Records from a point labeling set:
* * * * *

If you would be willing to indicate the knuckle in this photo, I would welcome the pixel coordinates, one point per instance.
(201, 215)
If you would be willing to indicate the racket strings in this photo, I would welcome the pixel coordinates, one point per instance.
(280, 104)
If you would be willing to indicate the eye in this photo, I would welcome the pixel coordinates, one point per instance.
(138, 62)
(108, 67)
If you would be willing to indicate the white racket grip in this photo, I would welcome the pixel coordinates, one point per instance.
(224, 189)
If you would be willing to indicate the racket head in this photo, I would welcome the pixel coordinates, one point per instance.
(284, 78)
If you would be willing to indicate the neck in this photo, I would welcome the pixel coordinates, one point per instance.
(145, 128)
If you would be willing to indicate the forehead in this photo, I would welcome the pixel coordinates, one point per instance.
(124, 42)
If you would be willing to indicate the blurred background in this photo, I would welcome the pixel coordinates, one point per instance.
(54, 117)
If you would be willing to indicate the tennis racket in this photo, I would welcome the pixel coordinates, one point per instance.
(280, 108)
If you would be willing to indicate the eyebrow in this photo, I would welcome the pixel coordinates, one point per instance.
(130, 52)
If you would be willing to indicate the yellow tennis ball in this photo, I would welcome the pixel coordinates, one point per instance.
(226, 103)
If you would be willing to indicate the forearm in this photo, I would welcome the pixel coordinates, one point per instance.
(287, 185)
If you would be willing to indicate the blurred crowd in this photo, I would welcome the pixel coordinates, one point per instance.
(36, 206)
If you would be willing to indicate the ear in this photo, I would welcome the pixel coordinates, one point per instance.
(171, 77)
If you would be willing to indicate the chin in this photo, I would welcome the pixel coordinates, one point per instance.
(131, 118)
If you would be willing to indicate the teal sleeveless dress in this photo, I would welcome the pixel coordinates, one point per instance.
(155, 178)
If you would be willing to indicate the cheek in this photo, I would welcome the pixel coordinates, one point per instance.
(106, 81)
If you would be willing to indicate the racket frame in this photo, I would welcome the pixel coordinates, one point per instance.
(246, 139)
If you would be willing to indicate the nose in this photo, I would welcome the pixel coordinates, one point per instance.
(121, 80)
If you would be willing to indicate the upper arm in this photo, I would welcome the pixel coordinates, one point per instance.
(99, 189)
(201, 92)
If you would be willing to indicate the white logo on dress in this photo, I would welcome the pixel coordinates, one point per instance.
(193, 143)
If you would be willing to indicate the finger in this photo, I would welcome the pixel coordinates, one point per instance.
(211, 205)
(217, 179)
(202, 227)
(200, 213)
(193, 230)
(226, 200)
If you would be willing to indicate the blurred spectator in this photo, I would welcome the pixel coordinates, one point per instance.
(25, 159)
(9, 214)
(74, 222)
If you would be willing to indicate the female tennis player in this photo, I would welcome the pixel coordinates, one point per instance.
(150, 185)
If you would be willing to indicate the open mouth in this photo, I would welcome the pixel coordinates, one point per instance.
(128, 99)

* * * * *

*WORK TO DO*: Change "I would welcome" to "I would appreciate" everywhere it appears in the listing, and reproduce the full listing with every other part left as it is.

*EXPECTED ANSWER*:
If you would be willing to indicate the knuckle in this photo, I would appreciate the pixel coordinates, one point per instance.
(201, 215)
If you would be willing to indicate the racket strings in this photo, I would appreciate the pixel coordinates, one point per instance.
(280, 104)
If you would be willing to indicate the eye in this photo, I would appreciate the pixel coordinates, one point per instance.
(138, 62)
(108, 67)
If you would be willing to indicate the white racket grip in this photo, I would appreciate the pixel coordinates, one point per instance.
(224, 189)
If you would be willing to indicate the racket head in this photo, I would appreciate the pixel coordinates, one point per instance.
(284, 78)
If you would be willing to indicate the neck in this photo, I would appreciate the pixel coordinates, one point per instance.
(145, 128)
If you would be willing to indicate the forehead in this photo, I would appreciate the pixel coordinates, one point per instance.
(124, 42)
If you would be willing to indicate the blurred background in this photo, I would appreciate the pixel coordinates, one point per instance.
(54, 117)
If you would be willing to indicate the tennis racket in this photo, I would appreciate the pixel coordinates, one point per instance.
(280, 108)
If you would be willing to indicate the eyebrow in this photo, I would appreciate the pixel coordinates, one point per instance.
(130, 52)
If you would be willing to indicate the yellow tennis ball in this photo, I would appreciate the pixel coordinates, one point per instance.
(226, 103)
If you would be willing to indicate the forearm in this photo, I would appreciate the pixel coordinates, one point per instance.
(287, 185)
If you would be willing to indicate the blurred crowd in this photo, I would appreciate the pixel coordinates, one point per instance.
(36, 206)
If you would be willing to indicate the ear in this photo, I would appreciate the pixel coordinates, one point per instance.
(171, 77)
If you would be willing to indicate the chin in this photo, I would appreciate the pixel coordinates, one point per instance.
(131, 118)
If you would be willing to indicate the teal sleeveless dress in this photo, I would appreciate the pixel coordinates, one point per instance.
(155, 178)
If you would be willing to indicate the cheek in this photo, I would appreciate the pixel coordinates, one point per instance.
(106, 81)
If you would be willing to indicate the racket frame in this photo, I would appreciate the pixel coordinates, one point per instance.
(246, 139)
If you would be willing to indicate the nose in this photo, I would appreciate the pixel coordinates, one point per instance.
(121, 80)
If you would be willing to indicate the upper arm in this photo, I would appreciate the pixel coordinates, one point per instance.
(99, 189)
(201, 92)
If you would be willing to indicate the white logo on dress in this photo, I would appreciate the pixel coordinates, one point per instance.
(193, 143)
If you would be willing to indicate the finger in this photo, I would appreciate the pixel coordinates, one point per instance.
(211, 205)
(217, 179)
(202, 227)
(200, 213)
(193, 230)
(226, 200)
If you would be willing to indicate the blurred spectator in this photo, I would appreciate the pixel coordinates, one point per instance.
(25, 159)
(9, 214)
(74, 222)
If you would be willing to indicate the female tennis player in this photo, I would appreciate the pixel coordinates, one point per instance.
(150, 185)
If you would be willing to indicate the open mouth in this photo, I would appreciate the pixel coordinates, one point per instance.
(128, 99)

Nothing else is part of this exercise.